▸ Task item
Set down exactly, from the records below, the line with "Detect watch strap" through the line with "Detect woman's face", and nothing else.

Entries taken from a collection:
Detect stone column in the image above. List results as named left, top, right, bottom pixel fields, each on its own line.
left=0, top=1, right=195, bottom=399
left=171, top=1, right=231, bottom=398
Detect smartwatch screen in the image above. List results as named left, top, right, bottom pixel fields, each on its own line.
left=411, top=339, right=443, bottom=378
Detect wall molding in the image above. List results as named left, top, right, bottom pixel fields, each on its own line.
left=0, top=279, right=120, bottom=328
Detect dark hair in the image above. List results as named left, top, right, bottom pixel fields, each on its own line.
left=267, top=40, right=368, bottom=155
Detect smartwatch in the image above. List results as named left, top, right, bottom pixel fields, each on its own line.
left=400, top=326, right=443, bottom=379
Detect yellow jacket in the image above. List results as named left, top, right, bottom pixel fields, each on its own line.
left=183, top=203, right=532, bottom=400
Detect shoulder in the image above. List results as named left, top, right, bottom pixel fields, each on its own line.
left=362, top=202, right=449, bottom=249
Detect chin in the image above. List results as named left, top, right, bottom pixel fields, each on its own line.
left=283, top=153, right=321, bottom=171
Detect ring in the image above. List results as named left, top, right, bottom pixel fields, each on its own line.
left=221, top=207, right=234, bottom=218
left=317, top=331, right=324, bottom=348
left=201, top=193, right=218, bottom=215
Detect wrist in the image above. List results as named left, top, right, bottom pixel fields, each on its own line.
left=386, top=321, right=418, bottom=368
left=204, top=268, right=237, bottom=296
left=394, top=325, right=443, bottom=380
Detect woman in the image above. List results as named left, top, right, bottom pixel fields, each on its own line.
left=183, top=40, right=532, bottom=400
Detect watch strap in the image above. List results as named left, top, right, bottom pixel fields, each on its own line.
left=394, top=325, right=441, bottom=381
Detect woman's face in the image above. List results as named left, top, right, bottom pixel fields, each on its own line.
==
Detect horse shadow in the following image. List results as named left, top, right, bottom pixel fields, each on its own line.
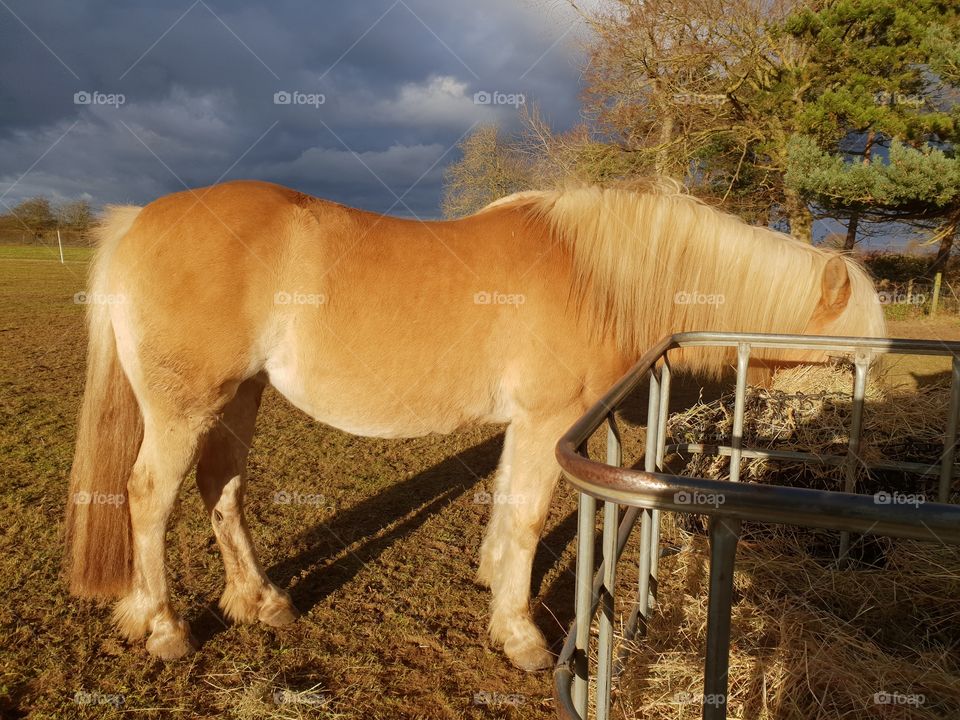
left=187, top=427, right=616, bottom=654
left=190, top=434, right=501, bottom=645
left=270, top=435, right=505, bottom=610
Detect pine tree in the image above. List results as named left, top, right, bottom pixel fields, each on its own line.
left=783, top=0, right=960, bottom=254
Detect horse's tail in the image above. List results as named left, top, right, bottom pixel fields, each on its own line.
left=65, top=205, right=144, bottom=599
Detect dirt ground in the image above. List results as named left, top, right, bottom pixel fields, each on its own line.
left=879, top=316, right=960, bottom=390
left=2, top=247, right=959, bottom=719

▸ Response to the task
Detect watch strap in the image above. List results as named left, top, right, bottom pixel fields, each on its own line.
left=394, top=325, right=441, bottom=381
Detect woman's face in the image above. List results as named left, top, right, bottom pixel fields, each on its own line.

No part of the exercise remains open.